* **Written instruction A**
Which lines of the listing below contain the string "stepping"? Copy each of them.

Levi J. Jones (born August 24, 1979) is a former American football offensive tackle.  He played college football at Arizona State and was drafted by the Cincinnati Bengals in the first round of the 2002 NFL Draft.

College career
Jones attended Arizona State University. Levi originally went on an academic scholarship, but decided to walk-on to the football team. He earned a bachelor's degree in exercise science with a minor in business.

Professional career

Cincinnati Bengals
Jones was drafted by the Cincinnati Bengals in the first round (10th overall) of the 2002 NFL Draft.

On July 25, 2006, Jones signed a six-year, $30 million contract extension with the Bengals.

Less than a month after the Bengals selected Alabama offensive tackle Andre Smith sixth overall in the 2009 NFL Draft, the team released Jones on May 6, 2009.

Washington Redskins
On October 20, 2009, Jones signed a free agent contract with the Washington Redskins and was the starting left tackle.

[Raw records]
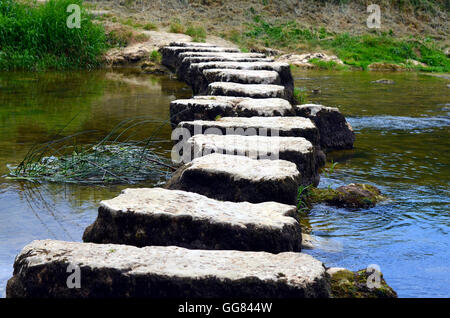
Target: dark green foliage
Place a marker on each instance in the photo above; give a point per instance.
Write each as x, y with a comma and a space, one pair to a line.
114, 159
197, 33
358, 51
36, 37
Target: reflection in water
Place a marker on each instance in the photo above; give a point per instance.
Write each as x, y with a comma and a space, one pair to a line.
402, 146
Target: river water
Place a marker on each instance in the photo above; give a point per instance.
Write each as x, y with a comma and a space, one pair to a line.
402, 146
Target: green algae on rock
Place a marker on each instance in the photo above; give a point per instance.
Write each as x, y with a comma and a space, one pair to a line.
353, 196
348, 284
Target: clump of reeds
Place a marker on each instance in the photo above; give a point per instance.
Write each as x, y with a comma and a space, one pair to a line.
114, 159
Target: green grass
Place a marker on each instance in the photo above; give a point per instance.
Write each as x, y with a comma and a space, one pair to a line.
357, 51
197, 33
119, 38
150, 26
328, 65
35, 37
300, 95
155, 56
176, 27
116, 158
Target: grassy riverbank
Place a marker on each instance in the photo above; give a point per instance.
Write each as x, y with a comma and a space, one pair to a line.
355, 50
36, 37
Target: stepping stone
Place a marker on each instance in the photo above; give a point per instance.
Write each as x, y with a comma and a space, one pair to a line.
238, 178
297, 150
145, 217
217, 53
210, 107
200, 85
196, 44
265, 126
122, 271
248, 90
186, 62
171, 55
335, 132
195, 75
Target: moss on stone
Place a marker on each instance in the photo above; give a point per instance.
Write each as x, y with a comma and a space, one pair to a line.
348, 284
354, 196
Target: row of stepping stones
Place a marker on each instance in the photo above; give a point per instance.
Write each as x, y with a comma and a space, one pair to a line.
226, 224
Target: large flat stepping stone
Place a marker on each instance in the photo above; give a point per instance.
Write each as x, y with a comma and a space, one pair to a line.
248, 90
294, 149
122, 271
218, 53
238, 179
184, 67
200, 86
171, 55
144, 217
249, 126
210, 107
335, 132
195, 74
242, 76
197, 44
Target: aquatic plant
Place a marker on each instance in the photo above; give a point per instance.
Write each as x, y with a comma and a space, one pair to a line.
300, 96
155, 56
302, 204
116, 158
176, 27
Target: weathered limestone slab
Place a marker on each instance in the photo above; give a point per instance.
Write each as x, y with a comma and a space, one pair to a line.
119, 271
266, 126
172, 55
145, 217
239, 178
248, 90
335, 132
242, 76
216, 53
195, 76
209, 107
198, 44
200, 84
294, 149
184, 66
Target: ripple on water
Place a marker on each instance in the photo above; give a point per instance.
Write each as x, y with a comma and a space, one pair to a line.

* **Written instruction B**
Can you condense the paragraph in the Levi Jones article above that begins "Jones attended Arizona State University" into a single shorter sentence?

* **Exercise output A**
Target: stepping stone
Target: row of stepping stones
Target: large flat stepping stone

* **Exercise output B**
Jones went to Arizona State University on an academic scholarship, walked on to the football team, and earned a bachelor's degree in exercise science with a minor in business.